### Directions for this task
Extend the passage on video genre classification by writing what comes after its final sentence.

### Text block
Video Genre Classification Using Weighted Kernel Logistic Regression
Due to the widening semantic gap of videos, computational tools to classify these videos into different genre are highly needed to narrow it. Classifying videos accurately demands good representation of video data and an efficient and effective model to carry out the classification task. Kernel Logistic Regression (KLR), kernel version of logistic regression (LR), proves its efficiency as a classifier, which can naturally provide probabilities and extend to multiclass classification problems. In this paper, Weighted Kernel Logistic Regression (WKLR) algorithm is implemented for video genre classification to obtain significant accuracy, and it shows accurate and faster good results.
Recently, video usage gains increasing importance, especially with the advance of recent internet technology and digital media; people have access to huge amount of data through internet and television. It is difficult for people to find videos of interest among these tremendous amounts of data and use them when there is a need, and it is not feasible to watch all the videos searching for the one of interest. Exploiting content-based of video footage is continuously needed for many applications, for example, for retrieving video sequence, creating automatic video summarization, or detecting specific action or activities in a video surveillance . Many works are done dealing with video classification problem by categorizing videos in certain categories or genre, bridging the wide semantic gap between computed low-level features and high-level concepts and helping people to find their videos of interest within narrow domain. To get good understanding of video content, many different techniques have been developed and different video features have been identified for better video representation. Many techniques are used for video classification such as Bayesian, Hidden Markov Model (HMM), Gaussian Mixture Model (GMM), Neural-Network (NN), and Support Vector Machine (SVM). SVM is considered a state-of-the-art algorithm for classifying binary data through its implementation of kernels. Oh et al. developed general framework to perform the fundamental tasks for video data mining which are temporal segmentation of video sequences and feature extraction and how to capture the location of motions occurring in a segment, how to cluster those segmented pieces, and how to find whether a segment has normal or abnormal events . Chen et al. proposed a multimedia data mining framework for extraction of soccer goal events in soccer videos, by using combined multimodal analysis and decision tree . Li et al. also proposed a general framework for indexing and summarizing sports broadcast programs, with a high-level model of sports broadcast video using the concept of an event, defined according to domain specific knowledge for different types of sports . Zhong and Chang present a general framework and effective algorithms to detect the syntactic structures that are at a level higher than shots . Fan et al. propose framework to achieve more effective semantic video classification by integrating the unlabeled samples with a limited number of labeled samples .

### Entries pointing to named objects
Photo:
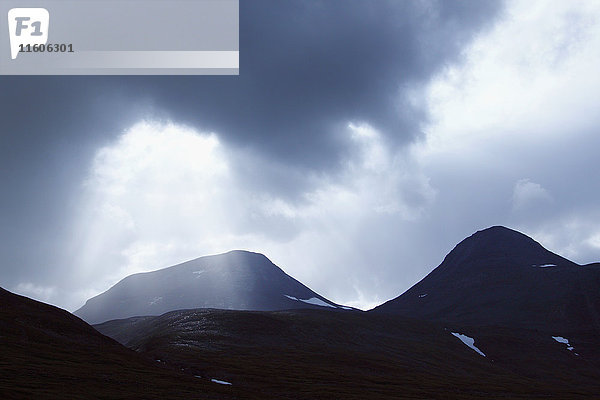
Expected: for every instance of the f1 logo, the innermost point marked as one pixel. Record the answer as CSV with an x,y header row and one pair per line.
x,y
27,26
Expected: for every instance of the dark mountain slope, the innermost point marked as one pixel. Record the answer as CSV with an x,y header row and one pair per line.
x,y
501,277
316,354
237,280
48,353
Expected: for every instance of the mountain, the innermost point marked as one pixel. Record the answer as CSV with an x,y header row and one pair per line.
x,y
46,352
317,354
238,280
501,277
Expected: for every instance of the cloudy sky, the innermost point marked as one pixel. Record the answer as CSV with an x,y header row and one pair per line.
x,y
360,142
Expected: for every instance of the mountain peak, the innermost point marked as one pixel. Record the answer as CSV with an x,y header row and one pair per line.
x,y
238,279
497,242
499,276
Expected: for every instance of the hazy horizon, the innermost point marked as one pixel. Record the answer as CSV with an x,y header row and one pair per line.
x,y
356,148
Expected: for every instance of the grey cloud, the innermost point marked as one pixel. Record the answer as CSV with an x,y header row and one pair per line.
x,y
307,68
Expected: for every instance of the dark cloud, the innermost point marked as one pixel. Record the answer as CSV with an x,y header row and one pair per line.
x,y
306,69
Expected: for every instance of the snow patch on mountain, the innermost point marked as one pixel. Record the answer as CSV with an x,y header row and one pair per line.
x,y
313,300
563,340
220,382
469,341
155,300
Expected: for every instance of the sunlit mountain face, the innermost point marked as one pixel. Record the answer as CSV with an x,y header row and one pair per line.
x,y
238,280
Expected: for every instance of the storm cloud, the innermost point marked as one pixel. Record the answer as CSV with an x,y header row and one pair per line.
x,y
358,144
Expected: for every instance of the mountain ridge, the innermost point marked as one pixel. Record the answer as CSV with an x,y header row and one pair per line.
x,y
499,276
238,279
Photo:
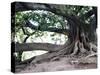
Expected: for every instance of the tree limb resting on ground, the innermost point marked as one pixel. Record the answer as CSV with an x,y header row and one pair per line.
x,y
36,46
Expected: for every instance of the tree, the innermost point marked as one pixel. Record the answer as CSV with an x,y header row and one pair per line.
x,y
79,23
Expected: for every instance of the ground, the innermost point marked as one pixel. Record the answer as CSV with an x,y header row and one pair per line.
x,y
61,64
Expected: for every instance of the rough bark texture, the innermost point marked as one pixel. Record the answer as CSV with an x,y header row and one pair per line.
x,y
77,53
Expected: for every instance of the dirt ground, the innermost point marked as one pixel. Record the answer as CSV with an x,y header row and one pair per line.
x,y
60,64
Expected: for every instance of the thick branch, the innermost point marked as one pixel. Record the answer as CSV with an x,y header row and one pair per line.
x,y
36,46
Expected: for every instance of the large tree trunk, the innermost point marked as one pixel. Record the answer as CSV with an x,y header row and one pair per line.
x,y
79,43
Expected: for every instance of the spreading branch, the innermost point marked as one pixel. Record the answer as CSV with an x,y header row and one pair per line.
x,y
36,46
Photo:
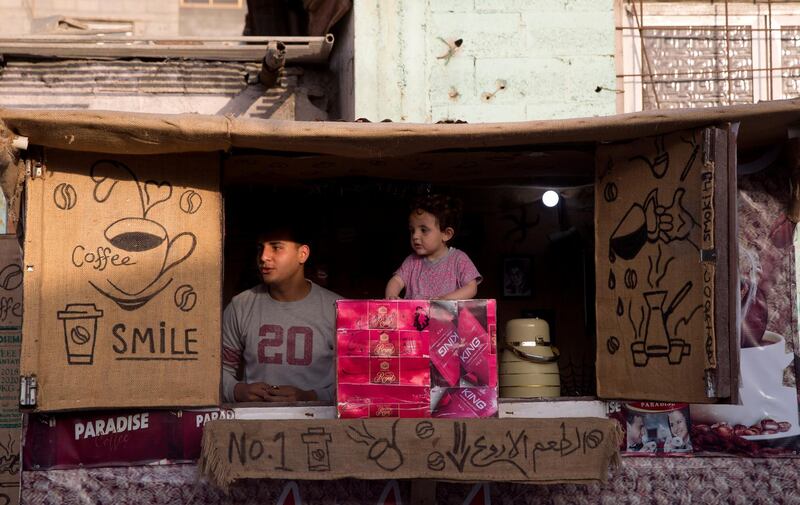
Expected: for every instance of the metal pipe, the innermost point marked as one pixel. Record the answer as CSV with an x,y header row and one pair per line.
x,y
298,49
272,64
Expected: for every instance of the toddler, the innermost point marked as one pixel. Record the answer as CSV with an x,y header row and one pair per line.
x,y
434,270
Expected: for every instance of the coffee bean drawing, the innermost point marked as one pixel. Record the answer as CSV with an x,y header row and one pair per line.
x,y
593,439
80,335
11,277
64,196
191,201
610,192
424,430
185,298
436,461
631,278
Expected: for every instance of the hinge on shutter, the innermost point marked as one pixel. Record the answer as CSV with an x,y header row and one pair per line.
x,y
708,146
34,163
711,381
27,391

### Output for this exercise
Petrushin describes an approach to efficient search for rare and frequent video events and builds a robust GMM classifier to identify real time incoming events for indoor surveillance . Hervieu et al. proposed a trajectory-based HMM framework for video content understanding to solve three tasks: unsupervised clustering of events, recognition of events corresponding to learned classes of dynamic video contents, and detection of unexpected events . Adam et al. present a novel algorithm based on multiple local monitors which collect low-level statistics for detection of certain types of unusual events . Shirahama et al. developed a method for retrieving events of interest in a video archive using “rough set theory” to extract multiple classification rules, each of which correctly identifies a subset of shots of the event .
Maalouf et al. [10, 11] show that Kernel Logistic Regression (KLR), kernel version of logistic regression (LR), proves its efficiency as a classifier, which can naturally provide probabilities and extend to multiclass classification problems. KLR is used for many reasons; the first is that LR and KLR are well studied, and they do not make assumption about the distribution of the independent variables, and last reason they can be extended to handle the multiclass classification problems. Thus with the right algorithm, the computation time can be reduced less than that for the other methods, such as Support Vector Machine (SVM), which require solving constrained quadratic optimization problem.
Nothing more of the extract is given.